(Free-text object descriptions)
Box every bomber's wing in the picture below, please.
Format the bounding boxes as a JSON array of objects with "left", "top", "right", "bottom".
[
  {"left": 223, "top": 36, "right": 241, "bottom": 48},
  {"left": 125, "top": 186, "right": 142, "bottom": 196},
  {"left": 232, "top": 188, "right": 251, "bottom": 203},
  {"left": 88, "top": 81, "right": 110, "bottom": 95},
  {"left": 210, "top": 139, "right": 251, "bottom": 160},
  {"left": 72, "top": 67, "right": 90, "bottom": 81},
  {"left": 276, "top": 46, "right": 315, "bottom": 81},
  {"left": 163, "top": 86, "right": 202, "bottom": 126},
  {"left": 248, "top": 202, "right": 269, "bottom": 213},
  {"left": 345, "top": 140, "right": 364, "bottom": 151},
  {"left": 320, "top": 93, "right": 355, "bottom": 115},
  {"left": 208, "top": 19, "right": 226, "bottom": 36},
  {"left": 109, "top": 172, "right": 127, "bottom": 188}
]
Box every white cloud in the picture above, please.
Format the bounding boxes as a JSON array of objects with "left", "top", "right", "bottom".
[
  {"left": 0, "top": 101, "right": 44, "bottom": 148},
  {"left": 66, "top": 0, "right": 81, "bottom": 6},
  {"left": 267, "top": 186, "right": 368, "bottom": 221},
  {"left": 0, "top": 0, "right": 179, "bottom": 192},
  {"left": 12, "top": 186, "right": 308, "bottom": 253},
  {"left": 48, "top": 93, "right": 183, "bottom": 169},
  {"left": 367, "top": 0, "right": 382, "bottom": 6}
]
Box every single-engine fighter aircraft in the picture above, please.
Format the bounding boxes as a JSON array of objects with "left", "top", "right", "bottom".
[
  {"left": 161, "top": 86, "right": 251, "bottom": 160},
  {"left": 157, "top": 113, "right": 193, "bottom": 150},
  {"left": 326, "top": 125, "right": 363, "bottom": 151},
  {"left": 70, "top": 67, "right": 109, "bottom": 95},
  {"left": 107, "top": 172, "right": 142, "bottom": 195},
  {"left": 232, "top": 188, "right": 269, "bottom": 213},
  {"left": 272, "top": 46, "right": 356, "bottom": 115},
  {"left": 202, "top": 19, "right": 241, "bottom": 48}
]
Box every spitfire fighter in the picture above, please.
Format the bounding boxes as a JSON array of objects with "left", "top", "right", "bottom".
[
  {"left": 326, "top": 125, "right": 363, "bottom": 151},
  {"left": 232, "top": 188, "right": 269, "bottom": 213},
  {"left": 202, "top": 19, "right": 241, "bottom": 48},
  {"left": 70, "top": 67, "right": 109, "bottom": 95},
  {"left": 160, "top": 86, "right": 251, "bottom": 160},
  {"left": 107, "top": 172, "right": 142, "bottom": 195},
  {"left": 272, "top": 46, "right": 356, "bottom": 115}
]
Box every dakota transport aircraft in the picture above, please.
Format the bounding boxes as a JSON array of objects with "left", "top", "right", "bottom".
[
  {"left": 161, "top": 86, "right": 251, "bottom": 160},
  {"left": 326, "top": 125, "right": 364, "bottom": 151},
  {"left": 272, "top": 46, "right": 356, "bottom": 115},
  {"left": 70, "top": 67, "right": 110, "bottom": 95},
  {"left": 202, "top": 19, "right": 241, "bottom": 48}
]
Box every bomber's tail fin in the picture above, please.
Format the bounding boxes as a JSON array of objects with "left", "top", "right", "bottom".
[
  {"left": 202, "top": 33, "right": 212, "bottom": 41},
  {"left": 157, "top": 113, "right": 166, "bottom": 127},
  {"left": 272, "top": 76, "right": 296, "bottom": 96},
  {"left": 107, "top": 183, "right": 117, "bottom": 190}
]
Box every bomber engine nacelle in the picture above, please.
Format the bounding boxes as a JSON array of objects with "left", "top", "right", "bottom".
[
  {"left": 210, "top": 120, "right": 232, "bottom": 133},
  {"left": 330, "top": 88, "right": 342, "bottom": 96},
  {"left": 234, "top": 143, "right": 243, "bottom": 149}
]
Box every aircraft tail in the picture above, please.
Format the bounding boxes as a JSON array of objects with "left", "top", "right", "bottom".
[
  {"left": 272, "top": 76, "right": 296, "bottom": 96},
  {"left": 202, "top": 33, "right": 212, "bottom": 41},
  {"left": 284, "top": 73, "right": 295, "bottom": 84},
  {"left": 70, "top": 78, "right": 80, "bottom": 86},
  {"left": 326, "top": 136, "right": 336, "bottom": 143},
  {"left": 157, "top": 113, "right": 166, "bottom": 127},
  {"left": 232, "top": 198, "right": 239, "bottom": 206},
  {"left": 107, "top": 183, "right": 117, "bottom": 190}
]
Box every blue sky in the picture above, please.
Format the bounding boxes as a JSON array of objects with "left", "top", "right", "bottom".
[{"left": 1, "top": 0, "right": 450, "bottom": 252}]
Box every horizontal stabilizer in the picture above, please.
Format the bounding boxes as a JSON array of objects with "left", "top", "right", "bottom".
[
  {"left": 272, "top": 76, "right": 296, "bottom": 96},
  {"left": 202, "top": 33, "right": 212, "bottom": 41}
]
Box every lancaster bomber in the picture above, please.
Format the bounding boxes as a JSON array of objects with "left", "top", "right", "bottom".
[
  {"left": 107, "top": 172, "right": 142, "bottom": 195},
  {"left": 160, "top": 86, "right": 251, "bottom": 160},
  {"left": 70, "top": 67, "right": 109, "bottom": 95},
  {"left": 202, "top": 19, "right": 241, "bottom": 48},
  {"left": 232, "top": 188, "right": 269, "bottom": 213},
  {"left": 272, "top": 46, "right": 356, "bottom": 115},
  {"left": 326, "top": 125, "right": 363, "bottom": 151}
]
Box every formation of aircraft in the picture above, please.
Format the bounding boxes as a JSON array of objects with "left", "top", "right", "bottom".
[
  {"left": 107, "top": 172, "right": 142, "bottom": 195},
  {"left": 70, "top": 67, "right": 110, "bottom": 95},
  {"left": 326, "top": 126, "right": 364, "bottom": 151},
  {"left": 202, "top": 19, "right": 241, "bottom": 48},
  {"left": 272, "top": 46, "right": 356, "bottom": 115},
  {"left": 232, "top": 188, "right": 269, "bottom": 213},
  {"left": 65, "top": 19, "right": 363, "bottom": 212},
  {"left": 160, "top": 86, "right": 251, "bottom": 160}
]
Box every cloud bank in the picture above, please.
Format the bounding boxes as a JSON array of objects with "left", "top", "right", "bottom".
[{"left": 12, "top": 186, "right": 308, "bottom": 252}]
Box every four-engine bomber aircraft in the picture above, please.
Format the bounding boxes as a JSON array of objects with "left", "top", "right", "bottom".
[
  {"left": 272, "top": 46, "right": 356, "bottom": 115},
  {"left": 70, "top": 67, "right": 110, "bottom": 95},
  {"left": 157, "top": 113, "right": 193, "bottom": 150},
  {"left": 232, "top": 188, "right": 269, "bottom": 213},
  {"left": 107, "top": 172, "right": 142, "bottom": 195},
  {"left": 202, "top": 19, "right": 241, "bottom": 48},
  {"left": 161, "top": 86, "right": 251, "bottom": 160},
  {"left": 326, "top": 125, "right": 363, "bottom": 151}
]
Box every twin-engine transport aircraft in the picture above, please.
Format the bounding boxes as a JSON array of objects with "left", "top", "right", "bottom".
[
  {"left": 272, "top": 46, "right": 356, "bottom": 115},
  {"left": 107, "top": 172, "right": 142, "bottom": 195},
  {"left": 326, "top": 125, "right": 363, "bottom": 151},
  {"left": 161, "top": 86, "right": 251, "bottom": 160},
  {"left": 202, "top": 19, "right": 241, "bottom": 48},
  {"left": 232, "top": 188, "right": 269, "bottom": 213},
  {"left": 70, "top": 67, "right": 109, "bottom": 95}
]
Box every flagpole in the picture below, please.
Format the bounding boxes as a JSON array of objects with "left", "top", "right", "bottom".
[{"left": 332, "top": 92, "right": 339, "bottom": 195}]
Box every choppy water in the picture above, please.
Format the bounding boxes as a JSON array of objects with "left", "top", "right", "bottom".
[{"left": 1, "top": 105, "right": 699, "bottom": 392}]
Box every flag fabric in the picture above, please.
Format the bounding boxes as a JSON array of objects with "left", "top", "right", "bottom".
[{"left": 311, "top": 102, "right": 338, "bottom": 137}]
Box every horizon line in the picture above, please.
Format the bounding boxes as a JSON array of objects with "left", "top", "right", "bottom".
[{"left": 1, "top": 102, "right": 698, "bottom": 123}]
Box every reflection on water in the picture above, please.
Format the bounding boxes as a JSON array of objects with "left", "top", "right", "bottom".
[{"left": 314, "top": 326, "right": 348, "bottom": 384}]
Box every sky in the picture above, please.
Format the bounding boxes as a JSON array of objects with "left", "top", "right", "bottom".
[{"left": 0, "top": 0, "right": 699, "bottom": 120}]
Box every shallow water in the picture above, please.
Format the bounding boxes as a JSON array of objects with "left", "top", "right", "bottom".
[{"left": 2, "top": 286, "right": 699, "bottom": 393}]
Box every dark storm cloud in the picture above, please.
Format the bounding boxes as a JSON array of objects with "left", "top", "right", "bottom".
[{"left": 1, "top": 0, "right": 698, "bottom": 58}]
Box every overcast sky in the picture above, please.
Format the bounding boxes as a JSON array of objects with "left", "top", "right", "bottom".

» **Task to complete**
Retype exactly, and only, the lines above from the one where "Box every blue" occurs up to and including the one where "Box every lancaster" occurs.

» **Output**
Box every blue sky in the picture above, please.
Format the bounding boxes as a JSON array of objects with "left", "top", "right", "bottom".
[{"left": 1, "top": 0, "right": 450, "bottom": 252}]
Box every horizontal stabilizer in the picture above, please.
Format the bounding boxes as a JSON array of objects with "left", "top", "right", "bottom".
[
  {"left": 272, "top": 76, "right": 296, "bottom": 96},
  {"left": 202, "top": 33, "right": 212, "bottom": 41}
]
Box every lancaster bomber in the picture above, please.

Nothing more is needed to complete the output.